**Do this:**
Pick out and copy every line of the records containing the word "concrete". Letter case matters.
# Data rows start
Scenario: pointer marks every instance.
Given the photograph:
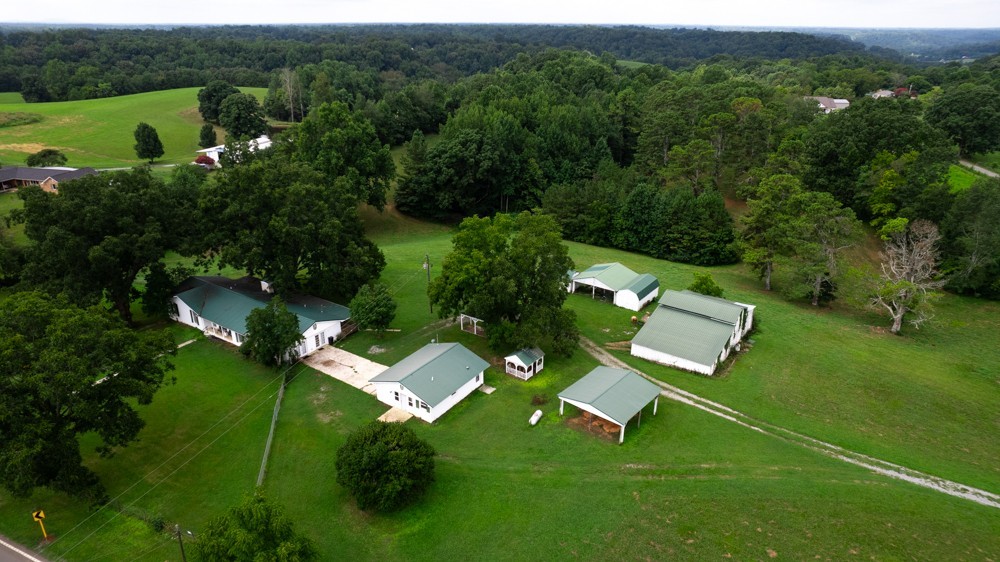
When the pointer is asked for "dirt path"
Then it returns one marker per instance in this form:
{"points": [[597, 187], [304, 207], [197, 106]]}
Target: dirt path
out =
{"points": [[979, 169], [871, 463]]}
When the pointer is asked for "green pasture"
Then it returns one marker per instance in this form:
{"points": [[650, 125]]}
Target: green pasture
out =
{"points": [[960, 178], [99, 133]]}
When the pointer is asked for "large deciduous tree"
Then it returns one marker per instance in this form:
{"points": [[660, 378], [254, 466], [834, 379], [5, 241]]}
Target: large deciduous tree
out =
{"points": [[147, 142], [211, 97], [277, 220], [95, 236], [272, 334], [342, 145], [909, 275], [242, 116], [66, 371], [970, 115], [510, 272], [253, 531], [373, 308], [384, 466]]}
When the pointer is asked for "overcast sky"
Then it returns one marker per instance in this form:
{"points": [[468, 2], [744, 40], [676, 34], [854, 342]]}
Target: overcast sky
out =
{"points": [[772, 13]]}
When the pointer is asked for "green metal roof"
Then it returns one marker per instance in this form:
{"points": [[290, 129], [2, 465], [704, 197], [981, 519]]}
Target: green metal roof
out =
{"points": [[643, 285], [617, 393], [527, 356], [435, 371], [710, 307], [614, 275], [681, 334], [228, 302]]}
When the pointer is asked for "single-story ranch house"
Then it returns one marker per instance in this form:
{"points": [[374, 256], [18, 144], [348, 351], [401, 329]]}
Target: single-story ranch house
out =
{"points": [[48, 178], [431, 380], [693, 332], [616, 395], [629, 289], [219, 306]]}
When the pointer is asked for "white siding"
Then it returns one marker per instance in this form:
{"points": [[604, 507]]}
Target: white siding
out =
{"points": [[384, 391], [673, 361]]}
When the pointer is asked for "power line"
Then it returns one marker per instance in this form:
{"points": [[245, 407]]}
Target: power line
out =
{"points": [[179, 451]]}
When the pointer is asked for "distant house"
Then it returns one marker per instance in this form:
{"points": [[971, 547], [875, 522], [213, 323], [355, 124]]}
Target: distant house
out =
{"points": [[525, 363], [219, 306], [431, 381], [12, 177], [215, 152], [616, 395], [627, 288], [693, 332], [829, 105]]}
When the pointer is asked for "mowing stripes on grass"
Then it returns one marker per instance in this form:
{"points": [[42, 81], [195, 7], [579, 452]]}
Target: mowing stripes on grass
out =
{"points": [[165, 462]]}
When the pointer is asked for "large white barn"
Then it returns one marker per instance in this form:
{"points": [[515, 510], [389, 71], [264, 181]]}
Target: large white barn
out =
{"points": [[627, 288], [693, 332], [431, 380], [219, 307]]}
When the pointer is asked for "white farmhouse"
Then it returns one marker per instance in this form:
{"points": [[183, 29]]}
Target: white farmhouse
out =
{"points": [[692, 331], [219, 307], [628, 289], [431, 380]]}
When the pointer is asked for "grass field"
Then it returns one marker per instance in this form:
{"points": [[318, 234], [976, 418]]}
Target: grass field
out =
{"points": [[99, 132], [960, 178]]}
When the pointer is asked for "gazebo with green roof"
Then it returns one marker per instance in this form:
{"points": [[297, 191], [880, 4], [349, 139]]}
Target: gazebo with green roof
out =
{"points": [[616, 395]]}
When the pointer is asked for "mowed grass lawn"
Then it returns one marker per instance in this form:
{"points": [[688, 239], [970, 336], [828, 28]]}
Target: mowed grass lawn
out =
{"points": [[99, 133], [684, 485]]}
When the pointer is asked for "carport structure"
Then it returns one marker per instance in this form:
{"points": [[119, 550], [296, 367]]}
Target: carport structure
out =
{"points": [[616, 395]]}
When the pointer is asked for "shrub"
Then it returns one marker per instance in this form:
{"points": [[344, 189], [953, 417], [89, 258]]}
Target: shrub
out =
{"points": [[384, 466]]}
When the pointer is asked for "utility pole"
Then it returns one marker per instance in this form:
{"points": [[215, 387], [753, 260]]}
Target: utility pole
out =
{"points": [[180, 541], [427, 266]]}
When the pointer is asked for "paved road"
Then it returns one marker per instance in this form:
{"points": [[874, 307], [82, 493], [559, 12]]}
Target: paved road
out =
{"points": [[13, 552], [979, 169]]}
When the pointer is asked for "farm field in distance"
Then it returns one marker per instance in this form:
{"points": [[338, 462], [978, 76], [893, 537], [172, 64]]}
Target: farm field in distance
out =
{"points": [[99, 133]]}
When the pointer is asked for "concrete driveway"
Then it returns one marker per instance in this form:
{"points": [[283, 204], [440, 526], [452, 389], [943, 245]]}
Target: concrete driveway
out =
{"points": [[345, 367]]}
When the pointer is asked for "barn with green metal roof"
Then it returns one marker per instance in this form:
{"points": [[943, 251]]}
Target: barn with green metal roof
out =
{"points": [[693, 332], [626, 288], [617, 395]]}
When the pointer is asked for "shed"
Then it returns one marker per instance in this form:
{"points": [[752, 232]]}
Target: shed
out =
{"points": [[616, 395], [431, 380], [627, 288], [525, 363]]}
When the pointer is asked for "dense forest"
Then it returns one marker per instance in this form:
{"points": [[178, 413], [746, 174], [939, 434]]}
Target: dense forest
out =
# Data rows end
**Written answer:**
When the pointer is asked for "concrete driveway"
Target: concrete driveway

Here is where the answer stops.